§ Excerpted text:

.....

That's my story and I'm sticking to it!!
Riding a rocket to 2.5, btw.
Stuff, guts and pitchability is a deadly brew.
It's probably been fifteen years since Dr. D heard a TV broadcaster refer to a 'dead fish changeup.' They are found only in captivity when (1) thrown by a left hand starter, (2) aimed to the low-away corner, and (3) slimy with enough sinking scales that they flop into the black like a dying fish.
At times, pitches like these used to be referred to as "fosh (full of slop) balls," fosh changes and Eddie Guardado threw a palm ball with the same intent. Earl Weaver is credited with the term: "Shlabotnik's changeup is halfway between a fastball and a dead fish."
Pretty rare to sight a "dead fish" in MLB captivity since they shot Jamie Moyer and put his antlers in the circle of honor at Safeco.
The first specific time that Dr. D remembers seeing one -- from a Mariner, of course -- was when Roenis Elias pitched last May 20th. On that day, Elias' feel for this pitch was Moyer-likeThe Orioles feel for the pitch was, um, not. Elias threw 33 changeups in his 82 pitches to right hand batters, and despite this uranium-heavy reliance on the pitch:
- 33 foshball changeups
- 70% strikes
- Almost all of the whiffs he got on the day (7 of 10 came via the cambio)

.....

Referring expression pointing data
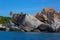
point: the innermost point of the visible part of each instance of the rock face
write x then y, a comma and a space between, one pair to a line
52, 18
48, 21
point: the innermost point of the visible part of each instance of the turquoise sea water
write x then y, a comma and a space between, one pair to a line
28, 36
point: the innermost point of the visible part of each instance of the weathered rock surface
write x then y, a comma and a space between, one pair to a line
52, 18
48, 21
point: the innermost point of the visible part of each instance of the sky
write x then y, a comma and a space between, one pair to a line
27, 6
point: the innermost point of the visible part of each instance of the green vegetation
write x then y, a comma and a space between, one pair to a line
4, 20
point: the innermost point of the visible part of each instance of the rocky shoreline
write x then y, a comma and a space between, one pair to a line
46, 21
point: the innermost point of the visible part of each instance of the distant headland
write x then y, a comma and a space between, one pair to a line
46, 21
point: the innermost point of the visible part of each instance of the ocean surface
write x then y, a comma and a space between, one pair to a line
28, 36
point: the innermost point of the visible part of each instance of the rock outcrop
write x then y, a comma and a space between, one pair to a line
52, 18
47, 21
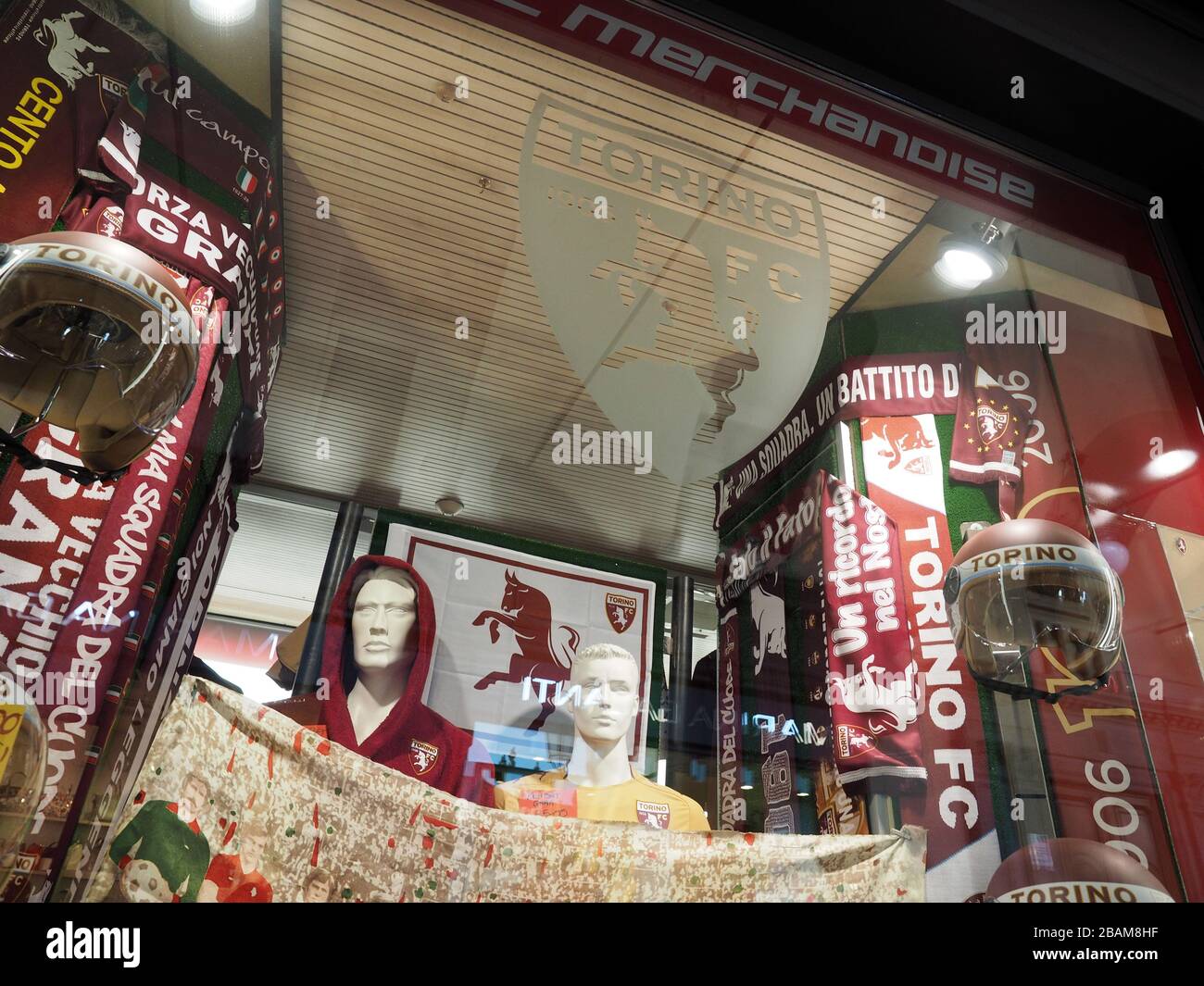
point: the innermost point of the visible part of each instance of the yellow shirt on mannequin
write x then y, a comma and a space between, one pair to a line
636, 801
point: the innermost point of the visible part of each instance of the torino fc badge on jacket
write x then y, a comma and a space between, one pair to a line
649, 813
621, 610
422, 756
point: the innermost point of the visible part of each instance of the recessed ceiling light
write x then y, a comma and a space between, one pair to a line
223, 13
970, 260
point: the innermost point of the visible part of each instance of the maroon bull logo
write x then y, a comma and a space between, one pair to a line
528, 612
904, 433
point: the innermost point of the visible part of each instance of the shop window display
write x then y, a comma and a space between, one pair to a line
585, 308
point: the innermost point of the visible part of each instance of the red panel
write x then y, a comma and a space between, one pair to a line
1167, 682
1132, 417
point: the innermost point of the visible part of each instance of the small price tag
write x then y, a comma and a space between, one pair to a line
560, 803
10, 729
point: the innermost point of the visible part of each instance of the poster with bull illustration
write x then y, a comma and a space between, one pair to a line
509, 625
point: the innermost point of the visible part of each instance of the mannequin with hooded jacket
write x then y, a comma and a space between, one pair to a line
377, 652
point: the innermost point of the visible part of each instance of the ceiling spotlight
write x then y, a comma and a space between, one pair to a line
223, 13
970, 260
449, 505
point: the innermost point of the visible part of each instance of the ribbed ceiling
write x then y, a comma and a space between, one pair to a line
377, 399
289, 541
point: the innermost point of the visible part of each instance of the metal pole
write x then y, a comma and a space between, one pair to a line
681, 666
338, 557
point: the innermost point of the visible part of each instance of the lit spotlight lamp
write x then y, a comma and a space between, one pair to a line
224, 13
967, 260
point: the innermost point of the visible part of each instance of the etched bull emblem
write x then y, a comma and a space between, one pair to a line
901, 435
886, 700
65, 47
528, 612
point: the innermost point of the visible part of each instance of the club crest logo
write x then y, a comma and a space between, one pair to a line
854, 741
422, 756
689, 292
621, 610
992, 424
109, 220
653, 814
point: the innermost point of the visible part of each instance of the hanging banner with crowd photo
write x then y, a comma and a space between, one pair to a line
904, 476
237, 803
509, 625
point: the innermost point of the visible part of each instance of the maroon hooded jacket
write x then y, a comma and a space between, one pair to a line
413, 740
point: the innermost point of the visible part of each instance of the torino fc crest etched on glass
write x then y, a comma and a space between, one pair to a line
687, 291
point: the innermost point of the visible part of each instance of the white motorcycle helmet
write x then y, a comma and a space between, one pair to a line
1027, 584
95, 337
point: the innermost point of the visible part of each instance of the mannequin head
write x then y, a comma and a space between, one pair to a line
608, 678
384, 617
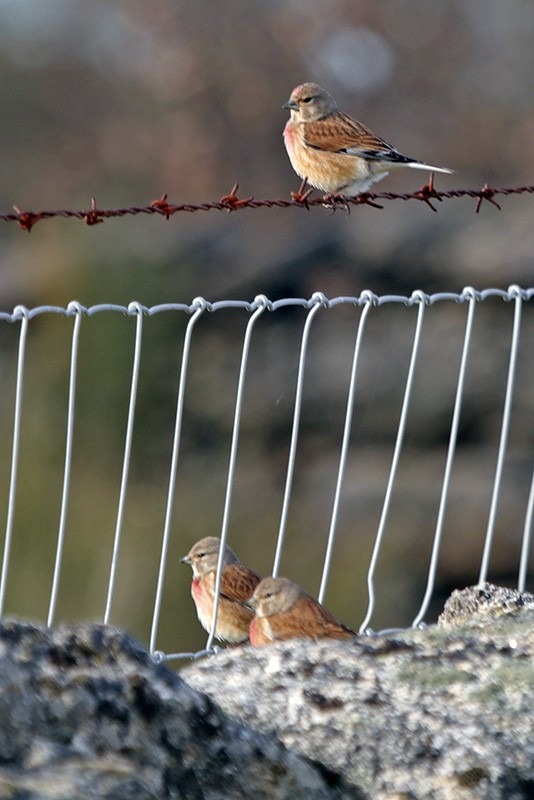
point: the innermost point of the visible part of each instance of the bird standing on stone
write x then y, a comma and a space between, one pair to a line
285, 611
237, 585
333, 152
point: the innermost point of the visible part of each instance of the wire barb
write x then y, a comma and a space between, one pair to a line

.....

§ How to complete this task:
Decide whether each statement agrees with the text on the dead fish changeup, answering yes or no and quoting the words of the text that settle it. 1. Earl Weaver is credited with a term that compares a changeup to a dead fish. 2. Elias got all ten of his whiffs on the day with the changeup. 3. According to the text, such pitches are found in captivity when thrown by a right hand starter.

§ Response area:
1. Yes: "Earl Weaver is credited with the term: "Shlabotnik's changeup is halfway between a fastball and a dead fish.""
2. No: "7 of 10 came via the cambio"
3. No: "thrown by a left hand starter"